[Stored records]
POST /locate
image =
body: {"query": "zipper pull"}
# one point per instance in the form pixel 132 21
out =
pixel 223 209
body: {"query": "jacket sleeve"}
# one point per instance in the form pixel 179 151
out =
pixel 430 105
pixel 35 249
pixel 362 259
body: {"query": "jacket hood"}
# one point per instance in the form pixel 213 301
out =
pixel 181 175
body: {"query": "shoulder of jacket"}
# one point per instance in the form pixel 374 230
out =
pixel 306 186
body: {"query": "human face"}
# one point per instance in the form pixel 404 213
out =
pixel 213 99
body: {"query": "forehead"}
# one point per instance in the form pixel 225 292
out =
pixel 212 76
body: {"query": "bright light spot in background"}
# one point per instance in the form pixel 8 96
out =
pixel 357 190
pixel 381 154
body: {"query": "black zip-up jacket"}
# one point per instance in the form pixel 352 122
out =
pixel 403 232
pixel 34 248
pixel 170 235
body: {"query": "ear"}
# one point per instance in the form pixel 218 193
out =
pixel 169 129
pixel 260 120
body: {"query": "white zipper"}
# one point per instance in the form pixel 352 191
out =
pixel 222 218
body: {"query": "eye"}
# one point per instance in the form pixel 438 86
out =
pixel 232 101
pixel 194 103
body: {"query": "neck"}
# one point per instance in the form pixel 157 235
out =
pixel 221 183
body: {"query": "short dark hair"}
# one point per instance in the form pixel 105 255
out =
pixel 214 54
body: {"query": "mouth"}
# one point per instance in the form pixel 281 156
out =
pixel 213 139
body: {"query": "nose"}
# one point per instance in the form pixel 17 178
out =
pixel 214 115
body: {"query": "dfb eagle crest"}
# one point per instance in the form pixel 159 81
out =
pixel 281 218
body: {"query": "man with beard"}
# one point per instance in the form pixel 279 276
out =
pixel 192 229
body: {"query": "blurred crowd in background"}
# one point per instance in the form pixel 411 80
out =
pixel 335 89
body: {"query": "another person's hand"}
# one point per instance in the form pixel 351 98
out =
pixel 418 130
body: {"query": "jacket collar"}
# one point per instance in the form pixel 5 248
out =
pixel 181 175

## TASK DETAILS
Reproduce every one of the records with "query" swapped for "prompt" wherever it occurs, keeping all other text the same.

## RESULT OF THE TASK
POST /locate
image =
body: {"prompt": "zipper pull"}
# one point per instance in the form pixel 132 21
out =
pixel 223 209
body: {"prompt": "jacket sleeve"}
# one point per instance in the form pixel 179 151
out =
pixel 430 105
pixel 35 249
pixel 362 259
body: {"prompt": "jacket hood"}
# one point per instance in the form pixel 213 301
out =
pixel 181 175
body: {"prompt": "shoulder of jacket"}
# one point per instance in the form pixel 374 230
out =
pixel 306 186
body: {"prompt": "human face"}
# one point per instance in the form pixel 404 213
out =
pixel 213 99
body: {"prompt": "forehead"}
# one point per instance in the form pixel 225 292
out =
pixel 212 76
body: {"prompt": "bright light spot in background"}
# one point per instance in the form pixel 8 96
out =
pixel 357 190
pixel 381 154
body: {"prompt": "black zip-up jacket"}
# one point per instance in the form pixel 352 122
out =
pixel 403 232
pixel 34 248
pixel 170 235
body: {"prompt": "ear"}
# one point per instance in the form pixel 218 193
out =
pixel 169 129
pixel 260 120
body: {"prompt": "white zipper"}
# one point per instance in the form pixel 352 191
out =
pixel 222 218
body: {"prompt": "eye"}
# one point per instance in the form pixel 438 86
out =
pixel 232 101
pixel 194 103
body: {"prompt": "neck"}
# one point per instance in the form pixel 157 235
out =
pixel 221 183
body: {"prompt": "short dark hair"}
# one point per instance in the form pixel 105 255
out =
pixel 214 54
body: {"prompt": "mouth"}
# one point per instance in the form pixel 281 156
out =
pixel 213 139
body: {"prompt": "nose"}
# one point per instance in the form pixel 17 178
out =
pixel 214 115
body: {"prompt": "dfb eagle crest"}
# one point per instance in the form pixel 159 81
out =
pixel 281 218
body: {"prompt": "man with beard"}
# one point per instance in the form pixel 279 276
out =
pixel 192 229
body: {"prompt": "blurred crowd in background"}
# one point per instance in the form pixel 411 80
out =
pixel 335 89
body: {"prompt": "another person's hand"}
# one point per instance in the form pixel 351 98
out =
pixel 418 130
body: {"prompt": "jacket collar"}
# one point per instance in the form pixel 5 248
out =
pixel 181 175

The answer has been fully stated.